(Pointing and labeling entries)
++++

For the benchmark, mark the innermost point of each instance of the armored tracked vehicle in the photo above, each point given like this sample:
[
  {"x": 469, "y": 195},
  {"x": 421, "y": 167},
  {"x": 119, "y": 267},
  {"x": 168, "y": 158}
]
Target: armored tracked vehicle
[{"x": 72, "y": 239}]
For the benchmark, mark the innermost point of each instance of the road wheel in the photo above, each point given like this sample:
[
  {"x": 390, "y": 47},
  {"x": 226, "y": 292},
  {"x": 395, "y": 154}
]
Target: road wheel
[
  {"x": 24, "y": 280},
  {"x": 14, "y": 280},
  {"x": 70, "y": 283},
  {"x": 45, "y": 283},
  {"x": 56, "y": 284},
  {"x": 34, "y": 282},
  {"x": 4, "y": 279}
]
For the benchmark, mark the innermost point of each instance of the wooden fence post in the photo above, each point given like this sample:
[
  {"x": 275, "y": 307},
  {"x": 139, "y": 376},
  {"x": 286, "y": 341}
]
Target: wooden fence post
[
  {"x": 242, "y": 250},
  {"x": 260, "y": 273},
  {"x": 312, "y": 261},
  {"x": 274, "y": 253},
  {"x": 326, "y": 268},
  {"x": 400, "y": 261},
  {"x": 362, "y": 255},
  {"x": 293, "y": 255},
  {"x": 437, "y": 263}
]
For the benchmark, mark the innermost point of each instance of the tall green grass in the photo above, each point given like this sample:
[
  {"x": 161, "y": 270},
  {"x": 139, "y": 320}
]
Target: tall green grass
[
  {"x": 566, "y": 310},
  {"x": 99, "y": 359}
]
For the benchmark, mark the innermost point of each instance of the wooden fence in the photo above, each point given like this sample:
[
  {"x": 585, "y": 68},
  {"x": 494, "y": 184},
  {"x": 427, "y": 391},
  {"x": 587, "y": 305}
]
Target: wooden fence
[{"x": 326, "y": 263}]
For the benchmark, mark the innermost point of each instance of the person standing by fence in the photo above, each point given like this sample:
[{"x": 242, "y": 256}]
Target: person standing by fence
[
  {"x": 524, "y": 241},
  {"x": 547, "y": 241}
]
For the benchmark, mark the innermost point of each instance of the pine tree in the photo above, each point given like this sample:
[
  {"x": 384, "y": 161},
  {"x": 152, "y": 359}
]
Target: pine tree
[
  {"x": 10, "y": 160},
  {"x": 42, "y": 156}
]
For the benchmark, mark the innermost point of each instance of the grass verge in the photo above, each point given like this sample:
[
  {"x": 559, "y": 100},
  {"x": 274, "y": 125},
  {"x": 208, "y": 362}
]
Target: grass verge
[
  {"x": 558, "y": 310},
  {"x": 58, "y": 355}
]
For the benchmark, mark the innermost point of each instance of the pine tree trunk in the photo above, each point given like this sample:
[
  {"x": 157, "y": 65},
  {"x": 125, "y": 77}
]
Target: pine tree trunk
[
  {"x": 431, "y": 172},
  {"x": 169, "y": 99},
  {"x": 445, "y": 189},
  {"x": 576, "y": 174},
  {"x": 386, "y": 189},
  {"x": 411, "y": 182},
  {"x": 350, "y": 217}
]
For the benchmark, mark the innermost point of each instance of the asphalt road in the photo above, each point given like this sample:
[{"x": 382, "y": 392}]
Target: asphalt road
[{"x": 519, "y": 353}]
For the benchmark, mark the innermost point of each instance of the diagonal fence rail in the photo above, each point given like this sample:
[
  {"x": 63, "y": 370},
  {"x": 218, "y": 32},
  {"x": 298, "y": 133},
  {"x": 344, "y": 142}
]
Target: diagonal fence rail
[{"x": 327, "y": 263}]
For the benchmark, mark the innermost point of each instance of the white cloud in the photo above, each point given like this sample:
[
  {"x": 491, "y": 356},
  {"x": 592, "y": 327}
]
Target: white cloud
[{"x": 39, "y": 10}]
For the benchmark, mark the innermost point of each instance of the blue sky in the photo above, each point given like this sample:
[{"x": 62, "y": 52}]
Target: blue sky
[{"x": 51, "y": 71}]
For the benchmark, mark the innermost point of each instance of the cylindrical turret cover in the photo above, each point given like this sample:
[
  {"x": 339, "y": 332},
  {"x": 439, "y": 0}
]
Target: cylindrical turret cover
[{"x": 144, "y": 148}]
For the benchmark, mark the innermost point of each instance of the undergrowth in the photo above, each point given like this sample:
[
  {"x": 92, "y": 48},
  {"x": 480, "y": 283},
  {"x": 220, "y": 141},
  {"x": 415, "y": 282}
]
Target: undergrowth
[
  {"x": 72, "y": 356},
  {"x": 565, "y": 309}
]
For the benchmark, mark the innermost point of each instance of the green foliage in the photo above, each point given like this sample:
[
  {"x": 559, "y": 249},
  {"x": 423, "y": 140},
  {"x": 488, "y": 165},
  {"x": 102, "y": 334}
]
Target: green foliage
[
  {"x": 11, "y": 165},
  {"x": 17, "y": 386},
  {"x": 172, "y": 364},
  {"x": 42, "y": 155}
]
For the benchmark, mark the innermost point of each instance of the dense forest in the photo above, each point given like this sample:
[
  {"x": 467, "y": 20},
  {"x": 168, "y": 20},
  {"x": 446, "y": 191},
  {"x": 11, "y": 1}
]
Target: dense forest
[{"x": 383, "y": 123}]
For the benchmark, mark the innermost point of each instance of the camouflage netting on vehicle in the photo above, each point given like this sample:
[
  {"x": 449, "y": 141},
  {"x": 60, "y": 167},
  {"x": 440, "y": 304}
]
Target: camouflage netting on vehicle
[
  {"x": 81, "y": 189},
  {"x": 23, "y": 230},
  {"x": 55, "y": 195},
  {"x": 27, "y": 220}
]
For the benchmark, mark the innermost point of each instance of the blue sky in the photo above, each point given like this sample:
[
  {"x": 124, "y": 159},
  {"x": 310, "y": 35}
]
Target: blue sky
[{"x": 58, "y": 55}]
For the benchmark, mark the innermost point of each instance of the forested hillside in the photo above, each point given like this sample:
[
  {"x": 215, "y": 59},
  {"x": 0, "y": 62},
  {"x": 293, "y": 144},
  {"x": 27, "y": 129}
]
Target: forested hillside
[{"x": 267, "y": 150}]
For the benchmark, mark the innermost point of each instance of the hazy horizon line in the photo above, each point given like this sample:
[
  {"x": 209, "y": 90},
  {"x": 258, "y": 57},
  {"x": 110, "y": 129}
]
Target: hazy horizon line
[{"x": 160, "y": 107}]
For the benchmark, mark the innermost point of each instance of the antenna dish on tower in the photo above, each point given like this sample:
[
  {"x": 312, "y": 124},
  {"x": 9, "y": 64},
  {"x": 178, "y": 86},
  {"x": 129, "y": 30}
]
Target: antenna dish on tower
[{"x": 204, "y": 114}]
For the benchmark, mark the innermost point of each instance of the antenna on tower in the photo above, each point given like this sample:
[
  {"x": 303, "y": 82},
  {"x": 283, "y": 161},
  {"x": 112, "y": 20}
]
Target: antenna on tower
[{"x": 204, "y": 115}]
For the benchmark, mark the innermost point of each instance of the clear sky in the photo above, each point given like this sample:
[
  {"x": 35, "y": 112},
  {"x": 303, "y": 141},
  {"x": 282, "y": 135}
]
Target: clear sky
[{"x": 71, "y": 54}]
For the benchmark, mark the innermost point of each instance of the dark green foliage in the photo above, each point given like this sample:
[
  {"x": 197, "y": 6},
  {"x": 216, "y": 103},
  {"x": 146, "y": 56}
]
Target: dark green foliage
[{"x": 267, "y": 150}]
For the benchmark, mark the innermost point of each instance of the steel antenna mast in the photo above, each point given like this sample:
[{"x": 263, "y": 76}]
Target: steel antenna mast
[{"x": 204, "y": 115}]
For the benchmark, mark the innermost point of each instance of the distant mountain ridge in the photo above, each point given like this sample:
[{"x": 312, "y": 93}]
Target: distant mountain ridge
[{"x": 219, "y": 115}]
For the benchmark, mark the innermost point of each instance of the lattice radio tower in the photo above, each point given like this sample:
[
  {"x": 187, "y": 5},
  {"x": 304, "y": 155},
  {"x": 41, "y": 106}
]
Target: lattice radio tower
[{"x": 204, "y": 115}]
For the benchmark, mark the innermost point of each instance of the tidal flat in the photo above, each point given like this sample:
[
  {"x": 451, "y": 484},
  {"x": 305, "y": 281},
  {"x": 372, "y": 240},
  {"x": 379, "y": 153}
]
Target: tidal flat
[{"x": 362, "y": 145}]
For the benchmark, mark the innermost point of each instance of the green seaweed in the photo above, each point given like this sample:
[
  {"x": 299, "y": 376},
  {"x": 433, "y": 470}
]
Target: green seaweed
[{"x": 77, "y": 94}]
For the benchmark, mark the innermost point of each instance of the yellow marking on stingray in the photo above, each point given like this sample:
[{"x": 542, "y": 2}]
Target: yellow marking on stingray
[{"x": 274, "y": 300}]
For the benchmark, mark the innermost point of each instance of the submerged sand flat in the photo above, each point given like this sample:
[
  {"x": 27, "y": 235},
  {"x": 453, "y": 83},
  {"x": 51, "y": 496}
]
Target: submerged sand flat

++++

* _Description of the task_
Copy out the lines from the line containing "of the steel" to the end of the listing above, without alteration.

* _Result below_
For the benchmark, mark the innermost point of each instance of the steel antenna mast in the photo above, each point given like this sample:
[{"x": 263, "y": 76}]
Target: steel antenna mast
[{"x": 204, "y": 115}]
For the benchmark, mark the innermost point of each instance of the distant mountain ridge in the photo above, each point given like this sample:
[{"x": 312, "y": 93}]
Target: distant mountain ridge
[{"x": 219, "y": 115}]
For the benchmark, mark the innermost point of each instance of the lattice radio tower in the photo above, each point given like this sample:
[
  {"x": 187, "y": 5},
  {"x": 304, "y": 155},
  {"x": 41, "y": 106}
]
Target: lattice radio tower
[{"x": 204, "y": 115}]
For the benchmark, mark the innermost point of each instance of the tidal flat in the photo above, each point given like this sample:
[
  {"x": 451, "y": 484},
  {"x": 305, "y": 281},
  {"x": 372, "y": 240},
  {"x": 379, "y": 153}
]
Target: tidal flat
[{"x": 362, "y": 145}]
For the benchmark, mark the innermost point of each instance of the green seaweed in the photo above, each point given like this sample:
[
  {"x": 299, "y": 376},
  {"x": 433, "y": 470}
]
Target: green seaweed
[{"x": 77, "y": 94}]
For the benchmark, mark the innermost point of each instance of the yellow marking on stingray in the photo above, each point given like this sample:
[{"x": 542, "y": 2}]
Target: yellow marking on stingray
[{"x": 274, "y": 300}]
For the benchmark, mark the innermost point of each instance of the submerged sand flat in the photo above, each point given like this sample:
[
  {"x": 27, "y": 235},
  {"x": 453, "y": 83},
  {"x": 51, "y": 496}
]
Target: submerged sand flat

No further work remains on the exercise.